» Data provided:
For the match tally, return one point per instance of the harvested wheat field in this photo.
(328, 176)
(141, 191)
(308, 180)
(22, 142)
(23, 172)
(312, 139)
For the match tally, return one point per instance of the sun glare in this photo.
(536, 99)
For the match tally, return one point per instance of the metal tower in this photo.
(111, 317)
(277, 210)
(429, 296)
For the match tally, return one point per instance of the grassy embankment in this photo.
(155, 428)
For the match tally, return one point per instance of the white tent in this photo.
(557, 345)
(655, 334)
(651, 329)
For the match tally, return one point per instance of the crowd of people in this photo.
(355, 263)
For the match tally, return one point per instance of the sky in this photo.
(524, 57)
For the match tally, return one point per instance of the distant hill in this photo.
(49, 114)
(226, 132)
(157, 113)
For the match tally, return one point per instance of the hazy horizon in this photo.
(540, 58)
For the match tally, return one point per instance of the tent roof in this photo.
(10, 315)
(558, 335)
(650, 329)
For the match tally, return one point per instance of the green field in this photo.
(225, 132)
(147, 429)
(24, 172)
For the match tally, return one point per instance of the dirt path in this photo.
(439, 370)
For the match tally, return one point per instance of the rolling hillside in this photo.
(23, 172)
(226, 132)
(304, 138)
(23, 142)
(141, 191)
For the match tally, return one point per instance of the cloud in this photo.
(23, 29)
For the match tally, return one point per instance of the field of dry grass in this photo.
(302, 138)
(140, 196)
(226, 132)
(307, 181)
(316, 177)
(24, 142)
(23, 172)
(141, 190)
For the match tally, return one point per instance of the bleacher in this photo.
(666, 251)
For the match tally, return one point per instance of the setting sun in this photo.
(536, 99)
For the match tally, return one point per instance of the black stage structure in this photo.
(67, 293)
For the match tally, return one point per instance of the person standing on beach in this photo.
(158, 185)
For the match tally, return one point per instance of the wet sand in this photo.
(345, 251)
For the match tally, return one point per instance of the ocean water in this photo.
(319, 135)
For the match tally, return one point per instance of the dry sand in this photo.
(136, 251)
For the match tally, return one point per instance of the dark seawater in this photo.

» Directions for this task: Could you reproduce verbatim everything in the listing from the line containing "dry sand in this photo." down to the listing's final line, inclusive?

» Response for this exercise:
For the match tally, return one point per instance of the dry sand in this photo.
(136, 251)
For the match tally, return one point per instance of the dark seawater in this photo.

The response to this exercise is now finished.